Task directions →
Answer these questions from the excerpt below.
1. At about what time on November 8 was news of the war's end received in Charlottetown?
2. How many seminarians did the Diocese of Charlottetown have in the fall of 1918, and how many of them were at the Grand Seminary of Quebec?
3. Who answered last month's clergy quiz correctly, and what name did he give?

*** Opening of Excerpt ***

A century ago this week, World War I came to an end after four years of unbelievable destruction and human casualties. Although November 11 is the official date of the armistice, news of the war’s end was received in Charlottetown on November 8 around 2 pm. That brought about four hours of joyful noise in every conceivable shape and form. Charlottetown was wild with joy, all work ceasing by common consent. At 4 pm an automobile procession through the principal streets moved slowly with hundreds of autos gaily decorated, blowing horns (Imagine in 1918!). The city was ablaze with flags and bunting, every second person carrying a flag or musical instrument. People were mad with joy. At 7:30 pm another celebration began at the Market Square after a torchlight procession thereto. Premier Arsenault gave a rousing speech, big wigs and clergy taking part as well. The Kaiser was hanged in effigy with many willing hands assisting. Over 200,000 Canadian war casualties would be noted during this horrible four-year war, 1914-1918, with 50,000 of those dead. And this was supposed to be the war to end all wars!!
In the fall of 1918 the Diocese of Charlottetown had ten seminarians, as follows: St. Augustine’s, Toronto, 5, Grand Seminary of Quebec, 4 and Holy Heart in Halifax, 1.
New cathedral update:
Although our cathedral basement was serving well as worship space since 1914, by the spring of 1918 there was great activity inside the cathedral with marble work, seat planning, decorating, looking at stained-glass windows and the like, all with an eye to a grand opening the following year.
High praise and welcome to Fathers Raju and Ashok for their recent incardination here. Our old diocese has been doubly blessed. Best wishes as well to all priests serving here with their many gifts widely spread.
Last month’s clergy quiz:
Father Jay responded early with the name Little Pond and he was right. His prize awaits him at the Pastoral Centre. Father Hogan also responded early but missed the answer, not by much.
New clergy quiz:
An Island parish in which the symptoms of the Holy Spirit seemed very clear to the parishioners over many years, the number seven being very strong there.

*** Close of Excerpt ***
*** Opening of Dataset records ***

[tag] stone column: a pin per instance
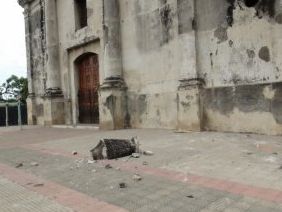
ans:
(53, 81)
(188, 96)
(54, 101)
(28, 39)
(113, 89)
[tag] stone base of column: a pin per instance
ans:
(112, 104)
(31, 110)
(54, 108)
(189, 105)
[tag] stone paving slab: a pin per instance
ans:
(15, 198)
(211, 160)
(151, 194)
(243, 158)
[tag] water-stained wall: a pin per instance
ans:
(240, 53)
(155, 50)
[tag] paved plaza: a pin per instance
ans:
(203, 172)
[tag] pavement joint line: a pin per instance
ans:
(62, 195)
(266, 194)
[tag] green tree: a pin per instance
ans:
(13, 88)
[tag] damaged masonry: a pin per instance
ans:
(188, 65)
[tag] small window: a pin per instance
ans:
(80, 13)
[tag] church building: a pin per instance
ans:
(187, 65)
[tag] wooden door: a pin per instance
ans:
(88, 68)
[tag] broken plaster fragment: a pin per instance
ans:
(148, 153)
(18, 165)
(34, 164)
(135, 155)
(137, 177)
(122, 185)
(108, 166)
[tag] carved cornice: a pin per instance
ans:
(24, 2)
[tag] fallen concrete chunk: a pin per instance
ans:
(148, 153)
(90, 161)
(135, 155)
(137, 177)
(34, 164)
(145, 163)
(114, 148)
(122, 185)
(18, 165)
(108, 166)
(38, 185)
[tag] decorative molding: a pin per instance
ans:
(83, 42)
(22, 3)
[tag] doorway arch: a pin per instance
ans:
(87, 66)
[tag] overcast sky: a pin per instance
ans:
(12, 40)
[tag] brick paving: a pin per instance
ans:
(164, 187)
(14, 197)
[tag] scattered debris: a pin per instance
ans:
(137, 177)
(148, 153)
(122, 185)
(135, 155)
(90, 161)
(270, 159)
(19, 165)
(34, 164)
(115, 148)
(38, 185)
(108, 166)
(145, 163)
(190, 196)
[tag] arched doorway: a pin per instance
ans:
(88, 79)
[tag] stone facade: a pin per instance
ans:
(178, 64)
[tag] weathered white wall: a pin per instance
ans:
(240, 61)
(156, 55)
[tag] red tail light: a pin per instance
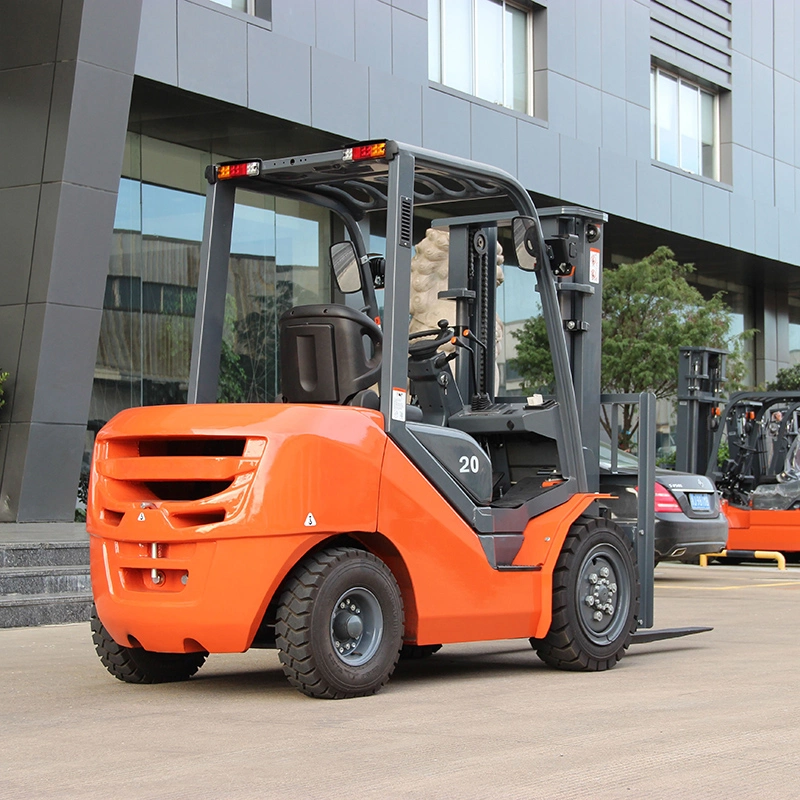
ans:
(665, 501)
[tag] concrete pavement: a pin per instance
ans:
(711, 716)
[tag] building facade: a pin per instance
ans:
(680, 119)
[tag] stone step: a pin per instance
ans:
(22, 611)
(44, 554)
(44, 580)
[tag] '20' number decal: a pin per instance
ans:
(469, 464)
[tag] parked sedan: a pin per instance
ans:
(689, 520)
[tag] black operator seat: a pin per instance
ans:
(323, 357)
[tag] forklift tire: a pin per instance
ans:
(339, 624)
(595, 599)
(136, 665)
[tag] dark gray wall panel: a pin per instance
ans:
(763, 179)
(24, 102)
(637, 122)
(269, 55)
(73, 240)
(108, 33)
(445, 123)
(742, 103)
(212, 53)
(374, 34)
(418, 7)
(82, 144)
(335, 29)
(560, 33)
(763, 110)
(788, 240)
(561, 104)
(494, 138)
(716, 214)
(784, 129)
(617, 184)
(687, 205)
(29, 33)
(612, 32)
(743, 223)
(339, 95)
(53, 460)
(294, 19)
(17, 226)
(580, 173)
(588, 57)
(59, 342)
(762, 32)
(538, 157)
(652, 195)
(588, 114)
(395, 108)
(767, 239)
(409, 47)
(12, 319)
(742, 168)
(784, 187)
(637, 54)
(157, 54)
(614, 130)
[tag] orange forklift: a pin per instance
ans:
(392, 503)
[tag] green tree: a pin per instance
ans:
(787, 380)
(650, 311)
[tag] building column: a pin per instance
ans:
(66, 73)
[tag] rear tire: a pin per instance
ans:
(136, 665)
(595, 599)
(339, 624)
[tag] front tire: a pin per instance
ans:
(136, 665)
(595, 599)
(339, 624)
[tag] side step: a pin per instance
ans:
(646, 636)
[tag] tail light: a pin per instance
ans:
(665, 501)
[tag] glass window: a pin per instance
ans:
(481, 47)
(145, 341)
(684, 124)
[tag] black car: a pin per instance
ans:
(688, 516)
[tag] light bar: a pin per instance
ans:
(244, 169)
(362, 152)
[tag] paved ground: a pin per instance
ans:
(712, 716)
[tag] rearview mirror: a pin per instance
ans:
(526, 243)
(346, 267)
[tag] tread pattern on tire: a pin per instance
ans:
(134, 665)
(561, 648)
(293, 624)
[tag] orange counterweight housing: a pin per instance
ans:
(196, 523)
(762, 529)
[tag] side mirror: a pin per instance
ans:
(526, 243)
(346, 267)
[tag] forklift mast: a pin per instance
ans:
(701, 386)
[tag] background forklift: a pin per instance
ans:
(346, 523)
(759, 476)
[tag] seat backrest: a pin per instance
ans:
(324, 356)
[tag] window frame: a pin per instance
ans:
(701, 89)
(437, 47)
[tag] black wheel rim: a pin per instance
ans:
(602, 594)
(356, 627)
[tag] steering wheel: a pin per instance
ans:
(425, 348)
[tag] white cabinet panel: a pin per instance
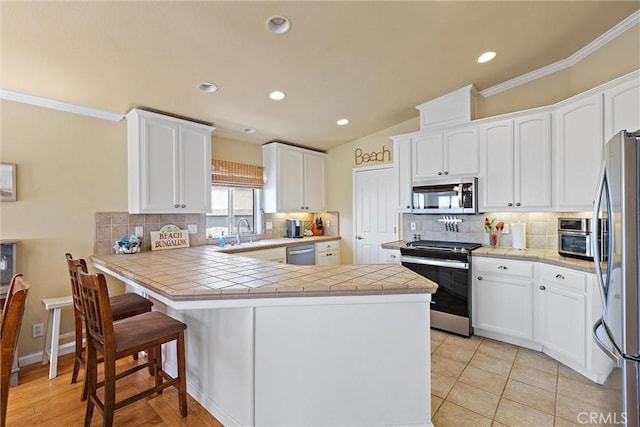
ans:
(295, 179)
(578, 152)
(169, 164)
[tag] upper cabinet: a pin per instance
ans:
(438, 154)
(169, 164)
(516, 163)
(578, 151)
(402, 168)
(622, 107)
(295, 179)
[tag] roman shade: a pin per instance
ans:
(234, 174)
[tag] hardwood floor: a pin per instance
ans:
(39, 401)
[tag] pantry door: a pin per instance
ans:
(374, 217)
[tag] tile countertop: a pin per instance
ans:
(539, 255)
(204, 273)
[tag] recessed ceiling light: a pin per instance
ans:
(278, 24)
(486, 57)
(207, 87)
(276, 95)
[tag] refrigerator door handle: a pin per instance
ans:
(596, 253)
(613, 354)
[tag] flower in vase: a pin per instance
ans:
(493, 230)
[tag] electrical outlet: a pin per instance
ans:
(38, 330)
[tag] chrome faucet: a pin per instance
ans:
(239, 233)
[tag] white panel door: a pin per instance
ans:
(375, 198)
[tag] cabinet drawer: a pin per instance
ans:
(501, 267)
(328, 246)
(563, 277)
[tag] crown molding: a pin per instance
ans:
(11, 95)
(611, 34)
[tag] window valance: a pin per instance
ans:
(236, 174)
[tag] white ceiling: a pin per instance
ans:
(369, 61)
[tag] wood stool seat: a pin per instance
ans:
(122, 307)
(115, 340)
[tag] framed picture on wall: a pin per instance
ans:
(7, 182)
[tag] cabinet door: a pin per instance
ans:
(503, 307)
(532, 169)
(402, 165)
(461, 151)
(578, 145)
(195, 170)
(427, 156)
(496, 184)
(314, 183)
(159, 166)
(290, 180)
(561, 322)
(622, 108)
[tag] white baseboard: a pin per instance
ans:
(30, 359)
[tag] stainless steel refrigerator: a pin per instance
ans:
(617, 271)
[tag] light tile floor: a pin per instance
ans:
(481, 382)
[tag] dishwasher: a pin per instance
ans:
(302, 255)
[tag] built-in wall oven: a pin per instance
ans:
(449, 265)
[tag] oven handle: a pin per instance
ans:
(436, 262)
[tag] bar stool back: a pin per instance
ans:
(115, 340)
(122, 306)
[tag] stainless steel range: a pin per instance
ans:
(449, 265)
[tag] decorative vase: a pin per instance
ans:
(494, 237)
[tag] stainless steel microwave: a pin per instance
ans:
(446, 197)
(575, 237)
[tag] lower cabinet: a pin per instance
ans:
(543, 307)
(328, 253)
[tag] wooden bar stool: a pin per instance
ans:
(122, 307)
(9, 331)
(115, 340)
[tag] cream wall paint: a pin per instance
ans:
(340, 163)
(69, 167)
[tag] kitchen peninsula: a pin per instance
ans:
(278, 344)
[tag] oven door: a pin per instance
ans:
(452, 277)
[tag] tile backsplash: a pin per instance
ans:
(112, 226)
(541, 227)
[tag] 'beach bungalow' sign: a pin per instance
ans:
(169, 237)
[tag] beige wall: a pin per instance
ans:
(69, 167)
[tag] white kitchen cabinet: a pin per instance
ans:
(516, 163)
(622, 106)
(449, 153)
(561, 322)
(578, 147)
(328, 253)
(402, 168)
(295, 179)
(169, 164)
(502, 300)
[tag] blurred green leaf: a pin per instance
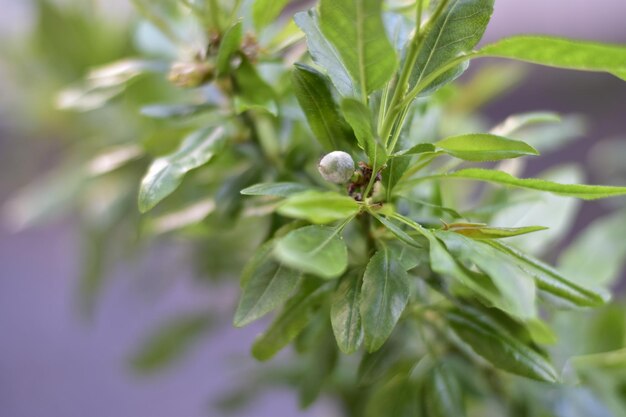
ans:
(166, 173)
(170, 342)
(585, 192)
(495, 345)
(266, 284)
(482, 147)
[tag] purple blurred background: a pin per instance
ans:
(53, 363)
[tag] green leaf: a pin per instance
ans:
(522, 120)
(324, 54)
(292, 319)
(166, 173)
(384, 296)
(516, 288)
(457, 30)
(252, 91)
(585, 192)
(561, 53)
(482, 147)
(358, 116)
(170, 342)
(345, 316)
(315, 98)
(497, 346)
(420, 148)
(319, 207)
(483, 232)
(443, 394)
(318, 250)
(550, 280)
(356, 30)
(279, 189)
(266, 285)
(265, 12)
(228, 46)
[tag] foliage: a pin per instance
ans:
(403, 264)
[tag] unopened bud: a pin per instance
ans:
(337, 167)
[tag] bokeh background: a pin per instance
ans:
(55, 362)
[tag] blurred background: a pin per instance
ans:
(57, 361)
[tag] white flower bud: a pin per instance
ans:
(337, 167)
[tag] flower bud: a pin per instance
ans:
(337, 167)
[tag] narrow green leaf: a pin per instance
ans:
(266, 285)
(166, 173)
(252, 91)
(265, 12)
(443, 394)
(516, 288)
(324, 54)
(384, 296)
(518, 121)
(482, 147)
(315, 98)
(585, 192)
(170, 342)
(481, 232)
(278, 189)
(318, 250)
(561, 53)
(550, 280)
(229, 44)
(319, 207)
(290, 322)
(497, 346)
(358, 116)
(457, 30)
(356, 30)
(345, 316)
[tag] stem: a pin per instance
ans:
(397, 101)
(434, 75)
(214, 15)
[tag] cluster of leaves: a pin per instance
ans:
(412, 276)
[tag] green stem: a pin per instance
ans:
(433, 76)
(395, 107)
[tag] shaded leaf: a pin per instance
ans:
(318, 250)
(170, 342)
(324, 53)
(279, 189)
(356, 30)
(319, 207)
(328, 126)
(266, 285)
(384, 296)
(345, 315)
(498, 347)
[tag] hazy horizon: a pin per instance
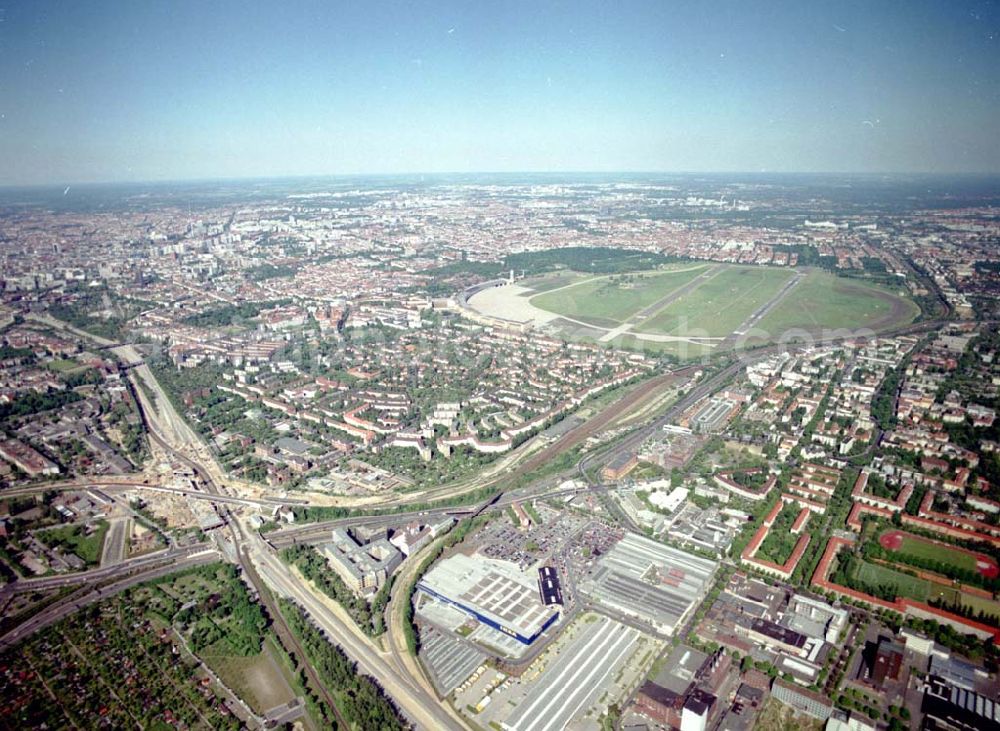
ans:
(110, 92)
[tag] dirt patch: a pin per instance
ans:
(891, 540)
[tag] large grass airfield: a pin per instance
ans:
(694, 309)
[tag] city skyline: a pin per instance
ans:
(112, 93)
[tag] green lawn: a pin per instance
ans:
(64, 365)
(824, 300)
(720, 304)
(76, 539)
(902, 584)
(937, 552)
(612, 300)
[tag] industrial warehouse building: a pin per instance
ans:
(494, 592)
(652, 582)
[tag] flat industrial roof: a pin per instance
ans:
(576, 679)
(642, 577)
(494, 588)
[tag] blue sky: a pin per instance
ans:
(137, 90)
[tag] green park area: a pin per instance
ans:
(712, 302)
(826, 301)
(721, 303)
(611, 300)
(932, 551)
(82, 540)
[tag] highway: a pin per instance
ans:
(396, 671)
(89, 594)
(420, 706)
(147, 562)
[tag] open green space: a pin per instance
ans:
(894, 583)
(826, 301)
(615, 298)
(82, 540)
(937, 552)
(257, 679)
(64, 365)
(721, 303)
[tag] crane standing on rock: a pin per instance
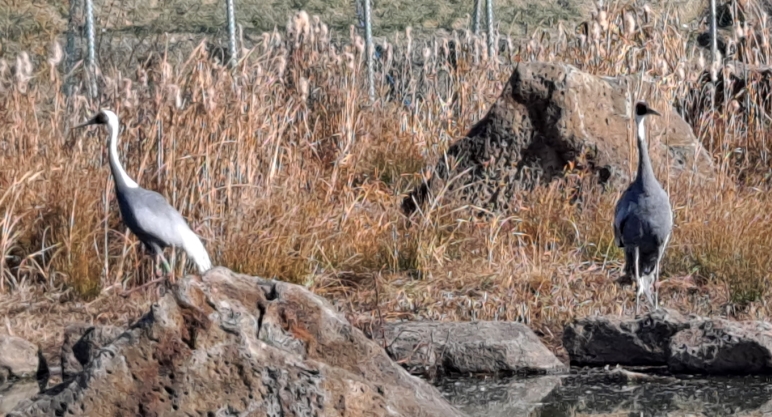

*** Close of Dataset records ***

Exercise response →
1. Around 2 pm.
2. Ten seminarians, four of them at the Grand Seminary of Quebec.
3. Father Jay, with the name Little Pond.